### Questions on the material
a - In the bird flu article below, rewrite the paragraph that begins "The result, according to Duncan" as a shorter version that keeps its main facts.
b - Copy out the part of the bird flu article below, starting with "The draft generated" and going on through "Washington is overreacting.".

The draft generated fewer than 50 public comments for the Health and Human Services Department to consider when assembling the final plan, a top agency official said.
By comparison, the Food and Drug Administration reported last week that it received 2,268 comments about whether to make the "morning-after pill" available without a prescription.
The interest in bird flu has grown dramatically over the past 14 months. So much so that a few lawmakers are questioning whether official Washington is overreacting.
"I'm not a medical doctor or a public health specialist, and I'm not saying we should do nothing," Rep. John Duncan, R-Tenn, said Friday at a congressional hearing, the third of the week on bird flu.
"In today's political climate, almost every threat is exaggerated, and legislators have to try do everything possible to prove that they're doing more than anyone else in case something does happen," Duncan said.
The administration took two days to roll out its plan last week. The president announced it and the next day, the health secretary gave more details.
HHS head Mike Leavitt makes clear during every speech that even if a pandemic does not strike, the investment and planning will be well worth it.
The result, according to Duncan, is that the United States is getting ready to spend billions of dollars on medicine that it is not sure will work in a pandemic, and people everywhere are so scared they are hoarding the antiviral medicine Tamiflu, which also may not work.
Duncan raises the issue of whether, in this post-Hurricane Katrina environment, lawmakers are trying to score political points or just doing their best to avoid a repeat of the carnage that can result from being unprepared for a natural disaster.
"I believe the American people want us to be safe rather than sorry," said Rep. Bernie Sanders, I-Vt.
"They will forgive us for doing things and spending money that may turn out not to be necessary if, in fact, we are going forward vigorously to prevent what could be a horrible situation," Sanders said.
Leavitt said the investment in vaccine technology called for by the administration would save millions of lives in the long run, even if the bird flu virus never reaches the pandemic stage - when it spreads from person to person.
"This plan is not about H5N1 alone," Leavitt said, citing the name of the virus. "It's about general pandemic preparedness. And when we are finished implementing this plan, the United States of America will be a better and safer place."
The administration wants $7.1-billion in emergency spending. Democrats have sponsored legislation that calls for $8-billion.
A major pandemic could infect as much as a third of the population and kill as many as 1.9-million Americans, according to the administration.

### Supplied material
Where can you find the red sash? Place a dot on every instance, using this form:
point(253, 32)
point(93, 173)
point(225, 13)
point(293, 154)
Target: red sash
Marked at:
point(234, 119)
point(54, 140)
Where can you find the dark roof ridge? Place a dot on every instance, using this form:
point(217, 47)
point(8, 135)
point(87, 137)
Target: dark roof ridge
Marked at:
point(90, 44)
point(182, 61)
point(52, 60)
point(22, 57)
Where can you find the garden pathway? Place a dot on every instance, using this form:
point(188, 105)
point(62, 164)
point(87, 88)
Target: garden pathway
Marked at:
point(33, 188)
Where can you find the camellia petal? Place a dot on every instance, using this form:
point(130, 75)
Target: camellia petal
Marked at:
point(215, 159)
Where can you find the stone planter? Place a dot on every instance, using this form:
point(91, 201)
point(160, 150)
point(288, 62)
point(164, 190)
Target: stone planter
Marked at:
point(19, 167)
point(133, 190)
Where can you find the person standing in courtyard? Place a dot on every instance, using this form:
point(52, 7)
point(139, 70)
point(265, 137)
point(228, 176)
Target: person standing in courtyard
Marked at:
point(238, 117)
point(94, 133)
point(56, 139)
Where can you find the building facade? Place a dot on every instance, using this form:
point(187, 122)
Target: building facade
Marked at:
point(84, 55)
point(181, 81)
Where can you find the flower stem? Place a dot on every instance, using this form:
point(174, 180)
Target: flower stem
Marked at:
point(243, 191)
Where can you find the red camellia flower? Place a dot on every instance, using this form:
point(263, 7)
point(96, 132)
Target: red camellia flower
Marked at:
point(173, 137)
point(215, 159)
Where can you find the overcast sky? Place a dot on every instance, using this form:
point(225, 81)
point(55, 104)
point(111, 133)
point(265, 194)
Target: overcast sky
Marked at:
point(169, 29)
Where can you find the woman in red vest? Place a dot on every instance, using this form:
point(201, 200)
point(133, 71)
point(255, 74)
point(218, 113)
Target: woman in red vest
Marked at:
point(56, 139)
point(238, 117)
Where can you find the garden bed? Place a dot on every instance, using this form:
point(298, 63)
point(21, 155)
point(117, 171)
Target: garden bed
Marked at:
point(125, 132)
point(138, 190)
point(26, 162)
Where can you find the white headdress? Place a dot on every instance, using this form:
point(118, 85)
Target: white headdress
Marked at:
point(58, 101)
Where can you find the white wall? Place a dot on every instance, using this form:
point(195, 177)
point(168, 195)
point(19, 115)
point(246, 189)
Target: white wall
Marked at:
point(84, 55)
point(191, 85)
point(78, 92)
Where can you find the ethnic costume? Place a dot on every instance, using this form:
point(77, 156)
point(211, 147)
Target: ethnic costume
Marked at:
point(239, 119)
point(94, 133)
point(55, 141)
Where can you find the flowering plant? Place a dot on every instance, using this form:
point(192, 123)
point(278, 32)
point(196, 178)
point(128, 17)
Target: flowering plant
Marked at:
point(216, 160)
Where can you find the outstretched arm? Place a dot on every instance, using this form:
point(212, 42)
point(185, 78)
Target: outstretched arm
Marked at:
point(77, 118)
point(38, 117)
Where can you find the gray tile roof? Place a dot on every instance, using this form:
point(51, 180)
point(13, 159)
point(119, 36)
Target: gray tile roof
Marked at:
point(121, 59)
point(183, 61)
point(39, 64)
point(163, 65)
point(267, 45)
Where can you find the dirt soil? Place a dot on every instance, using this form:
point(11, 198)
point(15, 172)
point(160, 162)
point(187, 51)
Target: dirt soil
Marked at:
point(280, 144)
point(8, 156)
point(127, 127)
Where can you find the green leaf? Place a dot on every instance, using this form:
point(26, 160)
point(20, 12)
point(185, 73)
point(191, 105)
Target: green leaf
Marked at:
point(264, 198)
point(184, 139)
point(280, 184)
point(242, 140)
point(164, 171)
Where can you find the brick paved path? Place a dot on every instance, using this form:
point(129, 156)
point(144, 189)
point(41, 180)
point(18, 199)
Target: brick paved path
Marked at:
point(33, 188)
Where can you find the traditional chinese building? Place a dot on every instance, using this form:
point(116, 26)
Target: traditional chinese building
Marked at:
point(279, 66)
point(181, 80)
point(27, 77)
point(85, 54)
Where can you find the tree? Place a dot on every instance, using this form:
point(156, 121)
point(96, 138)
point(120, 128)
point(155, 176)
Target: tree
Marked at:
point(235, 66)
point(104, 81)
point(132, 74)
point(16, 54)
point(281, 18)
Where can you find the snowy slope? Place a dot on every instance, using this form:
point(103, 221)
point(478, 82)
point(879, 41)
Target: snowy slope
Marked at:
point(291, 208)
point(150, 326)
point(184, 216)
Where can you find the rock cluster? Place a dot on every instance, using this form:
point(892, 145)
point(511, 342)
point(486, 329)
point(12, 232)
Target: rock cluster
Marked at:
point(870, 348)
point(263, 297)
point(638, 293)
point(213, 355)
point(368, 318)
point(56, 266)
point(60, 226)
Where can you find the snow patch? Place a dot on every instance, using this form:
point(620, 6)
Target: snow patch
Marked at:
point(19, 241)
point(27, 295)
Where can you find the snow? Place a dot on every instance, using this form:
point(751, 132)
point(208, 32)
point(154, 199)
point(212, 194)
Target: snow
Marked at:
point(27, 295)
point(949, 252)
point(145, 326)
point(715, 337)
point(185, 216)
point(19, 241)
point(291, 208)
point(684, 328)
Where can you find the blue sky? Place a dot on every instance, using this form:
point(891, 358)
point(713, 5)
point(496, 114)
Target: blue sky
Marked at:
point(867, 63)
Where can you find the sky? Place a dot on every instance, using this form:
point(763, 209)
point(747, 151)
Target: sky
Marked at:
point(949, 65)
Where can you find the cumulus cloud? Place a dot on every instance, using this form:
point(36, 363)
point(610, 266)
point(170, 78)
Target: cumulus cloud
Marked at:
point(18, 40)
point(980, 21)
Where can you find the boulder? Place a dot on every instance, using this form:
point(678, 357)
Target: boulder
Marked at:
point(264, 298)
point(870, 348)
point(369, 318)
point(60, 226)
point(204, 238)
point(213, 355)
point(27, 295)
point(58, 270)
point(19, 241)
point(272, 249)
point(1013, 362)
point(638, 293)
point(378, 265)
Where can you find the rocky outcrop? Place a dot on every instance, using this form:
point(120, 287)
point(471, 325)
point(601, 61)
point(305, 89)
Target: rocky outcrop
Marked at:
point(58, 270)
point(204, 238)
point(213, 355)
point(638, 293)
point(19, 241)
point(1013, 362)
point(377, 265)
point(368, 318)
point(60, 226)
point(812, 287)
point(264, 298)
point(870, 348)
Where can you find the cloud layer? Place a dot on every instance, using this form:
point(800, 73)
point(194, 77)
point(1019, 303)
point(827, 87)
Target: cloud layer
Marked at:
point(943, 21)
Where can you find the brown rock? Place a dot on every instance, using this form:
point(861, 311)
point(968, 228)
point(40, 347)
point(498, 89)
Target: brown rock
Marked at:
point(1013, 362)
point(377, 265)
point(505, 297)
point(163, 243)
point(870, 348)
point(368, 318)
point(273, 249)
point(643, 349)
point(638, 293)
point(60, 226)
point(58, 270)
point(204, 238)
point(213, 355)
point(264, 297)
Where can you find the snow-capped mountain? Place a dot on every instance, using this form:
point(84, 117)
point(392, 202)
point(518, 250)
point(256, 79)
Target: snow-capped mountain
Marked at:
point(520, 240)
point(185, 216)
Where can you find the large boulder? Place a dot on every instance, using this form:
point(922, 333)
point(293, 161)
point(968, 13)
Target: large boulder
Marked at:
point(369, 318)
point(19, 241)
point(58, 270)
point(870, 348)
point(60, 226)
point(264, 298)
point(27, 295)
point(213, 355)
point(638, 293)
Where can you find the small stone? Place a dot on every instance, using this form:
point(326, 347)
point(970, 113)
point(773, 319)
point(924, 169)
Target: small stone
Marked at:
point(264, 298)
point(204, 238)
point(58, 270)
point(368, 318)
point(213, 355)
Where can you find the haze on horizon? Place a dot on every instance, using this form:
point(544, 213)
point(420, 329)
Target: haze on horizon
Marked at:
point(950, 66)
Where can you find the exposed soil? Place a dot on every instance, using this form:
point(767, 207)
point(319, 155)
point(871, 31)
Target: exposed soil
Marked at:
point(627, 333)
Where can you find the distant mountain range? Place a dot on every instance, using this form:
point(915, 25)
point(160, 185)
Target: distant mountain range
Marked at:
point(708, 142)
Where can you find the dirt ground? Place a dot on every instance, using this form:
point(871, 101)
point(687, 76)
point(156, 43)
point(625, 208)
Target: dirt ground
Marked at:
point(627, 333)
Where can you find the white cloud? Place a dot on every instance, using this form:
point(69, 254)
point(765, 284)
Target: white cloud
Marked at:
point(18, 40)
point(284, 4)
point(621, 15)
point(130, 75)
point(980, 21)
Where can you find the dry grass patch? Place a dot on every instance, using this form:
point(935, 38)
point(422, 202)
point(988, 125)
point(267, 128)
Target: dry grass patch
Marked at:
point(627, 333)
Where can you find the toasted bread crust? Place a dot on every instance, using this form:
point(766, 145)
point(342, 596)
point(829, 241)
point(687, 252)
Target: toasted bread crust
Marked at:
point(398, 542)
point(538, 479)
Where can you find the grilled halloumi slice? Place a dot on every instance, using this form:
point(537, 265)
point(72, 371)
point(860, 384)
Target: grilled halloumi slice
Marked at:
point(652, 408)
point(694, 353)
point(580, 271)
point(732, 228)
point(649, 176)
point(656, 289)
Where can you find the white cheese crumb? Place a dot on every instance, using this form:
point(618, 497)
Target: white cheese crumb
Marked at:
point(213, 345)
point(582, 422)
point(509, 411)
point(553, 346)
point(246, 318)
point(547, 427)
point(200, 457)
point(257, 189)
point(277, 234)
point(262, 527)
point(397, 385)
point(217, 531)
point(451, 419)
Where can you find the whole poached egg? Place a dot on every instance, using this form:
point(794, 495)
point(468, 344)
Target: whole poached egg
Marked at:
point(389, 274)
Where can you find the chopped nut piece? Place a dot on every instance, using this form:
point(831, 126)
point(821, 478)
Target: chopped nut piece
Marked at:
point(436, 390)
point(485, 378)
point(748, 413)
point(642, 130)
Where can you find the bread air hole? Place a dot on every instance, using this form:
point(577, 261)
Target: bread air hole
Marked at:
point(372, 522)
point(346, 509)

### Task-by-task results
a - Duncan says the United States is preparing to spend billions of dollars on medicine that may not work in a pandemic, while frightened people everywhere hoard the antiviral Tamiflu, which also may not work.

b -
The draft generated fewer than 50 public comments for the Health and Human Services Department to consider when assembling the final plan, a top agency official said.
By comparison, the Food and Drug Administration reported last week that it received 2,268 comments about whether to make the "morning-after pill" available without a prescription.
The interest in bird flu has grown dramatically over the past 14 months. So much so that a few lawmakers are questioning whether official Washington is overreacting.